# Task to complete:
In the Hoeffding inequality thread, rewrite the section between "# Hoeffding inequality" and "and $y_k$'s are independent.", inclusive, changing every "independent" to "mutually independent".

# Hoeffding inequality for the difference of two sample means?

In W. Hoeffding's 1963 paper* he gives the well known inequality:

$P(\bar{x}-\mathrm{E}[x_i] \geq t) \leq \exp(-2t^2n) \ \ \ \ \ \ (1)$,

where $\bar{x} = \frac{1}{n}\sum_{i=1}^nx_i$, $x_i\in[0,1]$. $x_i$'s are independent.

Following this theorem he gives a corollary for the difference of two sample means as:

$P(\bar{x}-\bar{y}-(\mathrm{E}[x_i] - \mathrm{E}[y_k]) \geq t) \leq \exp(\frac{-2t^2}{m^{-1}+n^{-1}}) \ \ \ \ \ \ (2)$,

where $\bar{x} = \frac{1}{n}\sum_{i=1}^nx_i$, $\bar{y} = \frac{1}{m}\sum_{k=1}^my_k$, $x_i,y_k\in[0,1]$. $x_i$'s and $y_k$'s are independent.

My question is: How does (2) follow from (1)?

-Jan

*http://www.csee.umbc.edu/~lomonaco/f08/643/hwk643/Hoeffding.pdf (equations (2.6) and (2.7))

chiro
Hey JanO and welcome to the forums.

One idea I have is to let Z = X + Y and use Z instead of X in the definition.

# Entries shown:
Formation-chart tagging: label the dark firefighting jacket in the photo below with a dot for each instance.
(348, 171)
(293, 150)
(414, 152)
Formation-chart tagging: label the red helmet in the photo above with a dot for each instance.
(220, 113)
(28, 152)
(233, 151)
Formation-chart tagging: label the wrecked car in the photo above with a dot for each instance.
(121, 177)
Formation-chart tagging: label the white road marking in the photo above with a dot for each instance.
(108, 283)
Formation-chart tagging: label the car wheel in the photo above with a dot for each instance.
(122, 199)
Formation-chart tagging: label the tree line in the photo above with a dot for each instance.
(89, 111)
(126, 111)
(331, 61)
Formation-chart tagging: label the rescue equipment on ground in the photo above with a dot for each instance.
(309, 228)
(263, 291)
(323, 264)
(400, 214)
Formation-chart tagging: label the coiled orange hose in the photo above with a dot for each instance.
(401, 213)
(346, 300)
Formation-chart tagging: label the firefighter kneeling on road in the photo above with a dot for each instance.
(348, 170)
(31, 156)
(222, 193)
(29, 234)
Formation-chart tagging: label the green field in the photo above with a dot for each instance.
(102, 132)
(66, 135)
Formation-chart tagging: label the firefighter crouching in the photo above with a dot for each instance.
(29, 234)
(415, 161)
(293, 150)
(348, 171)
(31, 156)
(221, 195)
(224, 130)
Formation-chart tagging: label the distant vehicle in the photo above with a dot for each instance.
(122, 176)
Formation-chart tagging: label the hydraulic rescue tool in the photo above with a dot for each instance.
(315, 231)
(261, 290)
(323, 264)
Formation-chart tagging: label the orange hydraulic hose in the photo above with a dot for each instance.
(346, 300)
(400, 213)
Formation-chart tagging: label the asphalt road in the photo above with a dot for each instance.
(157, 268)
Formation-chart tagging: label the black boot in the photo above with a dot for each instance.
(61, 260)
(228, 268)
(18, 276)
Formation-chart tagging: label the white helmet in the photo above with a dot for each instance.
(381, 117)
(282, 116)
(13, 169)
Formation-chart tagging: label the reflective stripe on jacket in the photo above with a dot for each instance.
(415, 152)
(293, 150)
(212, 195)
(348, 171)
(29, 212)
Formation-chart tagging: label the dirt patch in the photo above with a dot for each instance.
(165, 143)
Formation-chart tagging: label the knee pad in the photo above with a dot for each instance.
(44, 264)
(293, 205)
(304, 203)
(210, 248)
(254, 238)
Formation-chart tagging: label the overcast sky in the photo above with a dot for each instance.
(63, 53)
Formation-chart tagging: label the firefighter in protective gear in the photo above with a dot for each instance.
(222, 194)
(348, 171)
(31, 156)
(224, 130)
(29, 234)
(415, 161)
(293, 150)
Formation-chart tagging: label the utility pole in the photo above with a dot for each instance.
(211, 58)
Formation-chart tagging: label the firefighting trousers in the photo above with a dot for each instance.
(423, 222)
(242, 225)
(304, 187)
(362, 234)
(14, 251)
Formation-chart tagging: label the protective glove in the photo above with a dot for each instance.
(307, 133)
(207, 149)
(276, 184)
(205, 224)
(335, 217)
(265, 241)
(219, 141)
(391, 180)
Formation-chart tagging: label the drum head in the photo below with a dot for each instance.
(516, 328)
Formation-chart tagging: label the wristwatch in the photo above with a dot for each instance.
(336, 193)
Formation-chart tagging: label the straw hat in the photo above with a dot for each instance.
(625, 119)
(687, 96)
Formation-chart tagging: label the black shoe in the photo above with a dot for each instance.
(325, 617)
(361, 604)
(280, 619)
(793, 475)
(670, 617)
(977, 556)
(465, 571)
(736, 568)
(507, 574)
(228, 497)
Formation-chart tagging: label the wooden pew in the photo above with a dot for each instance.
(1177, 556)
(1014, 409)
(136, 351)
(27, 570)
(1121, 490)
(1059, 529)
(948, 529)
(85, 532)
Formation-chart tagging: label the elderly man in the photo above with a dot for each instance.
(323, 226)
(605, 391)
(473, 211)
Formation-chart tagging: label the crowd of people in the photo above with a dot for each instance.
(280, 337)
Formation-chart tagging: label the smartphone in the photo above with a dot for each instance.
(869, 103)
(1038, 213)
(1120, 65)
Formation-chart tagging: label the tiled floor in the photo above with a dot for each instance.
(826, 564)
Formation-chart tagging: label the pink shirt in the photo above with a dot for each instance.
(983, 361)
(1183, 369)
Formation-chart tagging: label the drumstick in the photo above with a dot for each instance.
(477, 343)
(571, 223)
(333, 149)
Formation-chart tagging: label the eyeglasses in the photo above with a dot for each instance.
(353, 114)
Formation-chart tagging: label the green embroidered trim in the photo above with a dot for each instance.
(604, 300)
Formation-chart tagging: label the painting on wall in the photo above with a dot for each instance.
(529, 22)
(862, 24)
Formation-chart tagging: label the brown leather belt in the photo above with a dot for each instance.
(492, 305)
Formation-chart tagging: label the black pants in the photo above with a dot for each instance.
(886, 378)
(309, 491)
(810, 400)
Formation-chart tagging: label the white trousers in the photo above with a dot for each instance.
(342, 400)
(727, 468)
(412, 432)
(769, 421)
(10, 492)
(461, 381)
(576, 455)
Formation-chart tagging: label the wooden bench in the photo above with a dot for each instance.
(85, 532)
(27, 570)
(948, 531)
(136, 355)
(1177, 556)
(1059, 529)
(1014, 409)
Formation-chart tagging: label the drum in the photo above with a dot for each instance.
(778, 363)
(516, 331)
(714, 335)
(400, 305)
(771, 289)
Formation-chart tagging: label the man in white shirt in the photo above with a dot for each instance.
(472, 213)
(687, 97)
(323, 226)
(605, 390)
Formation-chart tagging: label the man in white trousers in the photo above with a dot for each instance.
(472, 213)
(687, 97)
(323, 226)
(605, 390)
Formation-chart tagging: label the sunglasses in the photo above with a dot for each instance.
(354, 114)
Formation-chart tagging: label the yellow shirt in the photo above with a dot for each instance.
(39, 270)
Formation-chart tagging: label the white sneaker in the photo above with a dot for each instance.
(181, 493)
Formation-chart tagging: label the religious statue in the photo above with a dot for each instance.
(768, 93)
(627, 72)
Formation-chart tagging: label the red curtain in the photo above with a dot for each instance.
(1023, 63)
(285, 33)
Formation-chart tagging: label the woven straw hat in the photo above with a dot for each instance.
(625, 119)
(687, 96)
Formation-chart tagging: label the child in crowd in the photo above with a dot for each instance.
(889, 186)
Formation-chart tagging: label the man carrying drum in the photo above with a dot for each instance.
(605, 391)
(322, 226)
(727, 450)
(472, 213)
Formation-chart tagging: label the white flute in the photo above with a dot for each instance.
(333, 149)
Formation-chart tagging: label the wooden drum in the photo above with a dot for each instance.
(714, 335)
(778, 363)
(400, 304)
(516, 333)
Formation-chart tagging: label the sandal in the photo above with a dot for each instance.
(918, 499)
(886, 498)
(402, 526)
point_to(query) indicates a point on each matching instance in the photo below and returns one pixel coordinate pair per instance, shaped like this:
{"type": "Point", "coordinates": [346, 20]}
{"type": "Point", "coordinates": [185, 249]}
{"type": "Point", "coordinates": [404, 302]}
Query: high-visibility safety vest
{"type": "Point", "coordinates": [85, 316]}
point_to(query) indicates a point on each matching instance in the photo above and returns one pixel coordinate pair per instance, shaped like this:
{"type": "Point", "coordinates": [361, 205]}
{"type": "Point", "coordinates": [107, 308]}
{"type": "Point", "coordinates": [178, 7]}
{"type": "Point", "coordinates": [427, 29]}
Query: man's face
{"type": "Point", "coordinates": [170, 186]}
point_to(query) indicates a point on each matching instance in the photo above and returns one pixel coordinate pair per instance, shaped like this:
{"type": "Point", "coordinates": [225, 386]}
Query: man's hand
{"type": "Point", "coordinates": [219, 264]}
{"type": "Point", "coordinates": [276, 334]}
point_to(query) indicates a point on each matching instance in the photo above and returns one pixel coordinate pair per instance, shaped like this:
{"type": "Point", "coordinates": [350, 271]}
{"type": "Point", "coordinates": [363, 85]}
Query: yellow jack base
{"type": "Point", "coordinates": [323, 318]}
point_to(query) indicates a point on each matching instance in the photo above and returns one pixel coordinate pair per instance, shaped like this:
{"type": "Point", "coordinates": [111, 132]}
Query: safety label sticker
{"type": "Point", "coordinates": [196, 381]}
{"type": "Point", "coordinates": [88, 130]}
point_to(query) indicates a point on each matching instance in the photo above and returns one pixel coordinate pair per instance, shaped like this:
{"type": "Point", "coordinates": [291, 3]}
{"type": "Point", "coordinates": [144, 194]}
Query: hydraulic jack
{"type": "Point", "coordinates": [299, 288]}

# Task output:
# Hoeffding inequality for the difference of two sample means?

In W. Hoeffding's 1963 paper* he gives the well known inequality:

$P(\bar{x}-\mathrm{E}[x_i] \geq t) \leq \exp(-2t^2n) \ \ \ \ \ \ (1)$,

where $\bar{x} = \frac{1}{n}\sum_{i=1}^nx_i$, $x_i\in[0,1]$. $x_i$'s are mutually independent.

Following this theorem he gives a corollary for the difference of two sample means as:

$P(\bar{x}-\bar{y}-(\mathrm{E}[x_i] - \mathrm{E}[y_k]) \geq t) \leq \exp(\frac{-2t^2}{m^{-1}+n^{-1}}) \ \ \ \ \ \ (2)$,

where $\bar{x} = \frac{1}{n}\sum_{i=1}^nx_i$, $\bar{y} = \frac{1}{m}\sum_{k=1}^my_k$, $x_i,y_k\in[0,1]$. $x_i$'s and $y_k$'s are mutually independent.